So what is Antonetti to do?
He has to rely on his famous resourcefulness.
Before he can make an impact at the Major League level, Antonetti believes he needs to strengthen the club from within. That means a heightened emphasis on scouting and player development, identifying a future core to build around through improvements in the First-Year Player Draft and on the international market.
While the payroll has been scaled back at the big league level -- down to around an estimated $44 million for 2011 -- Antonetti is quick to note the financial commitments team ownership has made behind the scenes. Consider that in the 2010 Draft, the Indians went over slot by 168 percent -- spending roughly $7.9 million compared to the $4.7 million suggested through the slot system -- to sign their 10 picks in the first 10 rounds.
"Our ownership has demonstrated that it's prepared to commit the resources to those areas," Antonetti said. "I think it is important to note the investments that we've continued to make in amateur scouting and player development."
Then, when the Indians appear to be on the upswing at the Major League level, the time will come to spend more on players who can complement the core group. Antonetti is convinced that ownership will be willing to take that approach when the time comes.
"Our ownership has demonstrated at different points in the past," Antonetti said, "that they're willing to spend to be able to sustain a winning product in our up cycle. We're confident that when we get back there, and this nucleus demonstrates that it can be a championship core, that we'll have the ability to strategically add to it."
Antonetti believes it won't take long to reach that point.
It was only three seasons ago when the Indians -- with the best record in baseball in 2007 -- came within one game of reaching the World Series. Cleveland has made the postseason twice and had no more than three losing seasons in a row over the past decade. Coming off two straight losing seasons, the hope is that a period of winning is coming soon.

[Dataset entries]

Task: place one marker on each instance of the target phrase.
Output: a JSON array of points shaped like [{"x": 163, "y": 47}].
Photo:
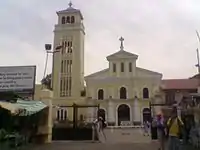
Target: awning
[
  {"x": 9, "y": 106},
  {"x": 24, "y": 107},
  {"x": 30, "y": 107}
]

Exercise A. Summarize the article on Antonetti and the Indians in two sentences.
Exercise B. List every dollar amount given in the article on Antonetti and the Indians.
Exercise C. Extend the article on Antonetti and the Indians from where it stops.
The entries have no connection to the Antonetti article.

Exercise output A. Antonetti plans to strengthen the Indians from within by emphasizing scouting and player development, and he points to ownership's spending in the 2010 Draft even as the big league payroll has dropped to around $44 million. Once the team is on the upswing, he expects ownership to spend on players who complement the core, and he believes that point will come soon.

Exercise output B.
- $44 million
- $7.9 million
- $4.7 million

Exercise output C.
The Tribe is confident that it will not suffer a long rebuilding period like those in Tampa Bay (10 consecutive losing seasons prior to a 2008 World Series berth), Pittsburgh (18 losing seasons in a row), Kansas City (one winning season in the past 16 years) and Baltimore (13 straight losing seasons).
"Each GM's job is unique in the sense that there are different sets of circumstances associated with each market," Antonetti said. "Those circumstances can change from year to year. For us, we have to be flexible and able to adapt to the current circumstances and adjust and execute an approach that fits with where we are in our situation.
"I want to be able to build and sustain a championship organization that ultimately results in winning a World Series. That's why we do what we do."
Shapiro said that fans need to be patient in their assessment of Antonetti.
"It takes three to four years before you really start to determine [how effective a GM is]," Shapiro said. "But you could see Chris' impact and influence in our last cycle of success, just as I think you'll see his imprint on our next one."
Antonetti firmly believes the Indians will be better in 2011 than they were in 2010, especially with the expected return of center fielder Grady Sizemore and catcher Carlos Santana from injuries. Beyond their comebacks, the Tribe's pitching staff has shown promise and the club has a group of top prospects on the cusp of making it to The Show.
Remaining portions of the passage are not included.